WHAT IS REQUIRED | The copy should hold exactly the lines below from the one that contains "Annotate the curved" through the one that contains "Annotate the granite countertop" and nothing else, so no pictures.

# # #

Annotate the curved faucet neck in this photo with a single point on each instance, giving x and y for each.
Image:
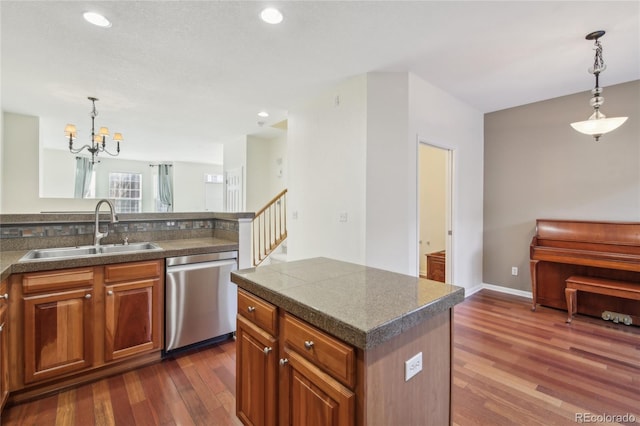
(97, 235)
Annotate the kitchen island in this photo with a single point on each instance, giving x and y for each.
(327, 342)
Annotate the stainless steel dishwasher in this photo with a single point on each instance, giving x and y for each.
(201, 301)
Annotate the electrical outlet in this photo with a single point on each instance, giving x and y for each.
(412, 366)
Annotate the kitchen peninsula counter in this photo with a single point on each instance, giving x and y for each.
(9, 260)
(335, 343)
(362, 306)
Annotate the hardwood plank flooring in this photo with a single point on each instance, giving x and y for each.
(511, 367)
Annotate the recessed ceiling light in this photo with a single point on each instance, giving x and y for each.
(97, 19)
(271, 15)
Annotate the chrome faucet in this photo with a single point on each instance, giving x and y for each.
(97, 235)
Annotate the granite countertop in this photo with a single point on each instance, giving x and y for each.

# # #

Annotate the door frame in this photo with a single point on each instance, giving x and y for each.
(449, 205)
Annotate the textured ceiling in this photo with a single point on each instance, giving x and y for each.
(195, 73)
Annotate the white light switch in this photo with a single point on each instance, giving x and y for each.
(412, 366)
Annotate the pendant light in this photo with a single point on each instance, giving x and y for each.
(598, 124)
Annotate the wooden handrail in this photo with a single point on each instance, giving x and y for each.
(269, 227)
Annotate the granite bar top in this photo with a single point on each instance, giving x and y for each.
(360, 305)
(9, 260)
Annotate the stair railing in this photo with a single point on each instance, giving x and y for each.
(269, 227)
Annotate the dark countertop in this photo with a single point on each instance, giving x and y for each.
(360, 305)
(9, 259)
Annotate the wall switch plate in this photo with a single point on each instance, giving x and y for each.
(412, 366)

# # #

RESPONSE AREA |
Annotate the curved faucet neck in this photo with a single point on each instance, giving x and y for each.
Image:
(97, 235)
Annotate the kitchen island in this photo with a single point on each instance, giving x and y for each.
(327, 342)
Annotate the stainless steel dishwasher in this photo with a single point on each instance, giving x and y for each.
(201, 301)
Annotate the electrical outlet in this photo with a single point on each instance, giving x and y for each.
(412, 366)
Annotate the kitchen peninsula counter in this photo with a single point on each instance, giving x and y for each.
(9, 260)
(335, 343)
(362, 306)
Annotate the hardwood plank flooring in this photo with a single point on each instance, giving x and y for each.
(511, 367)
Annotate the recessed ceiling light in this photo with a single point on each instance, giving x and y for each.
(97, 19)
(271, 15)
Annotate the chrome faucet in this photo with a single point on each instance, giving x and y for each.
(97, 235)
Annotate the granite countertop in this photo with a single point on each instance, giving x and y for each.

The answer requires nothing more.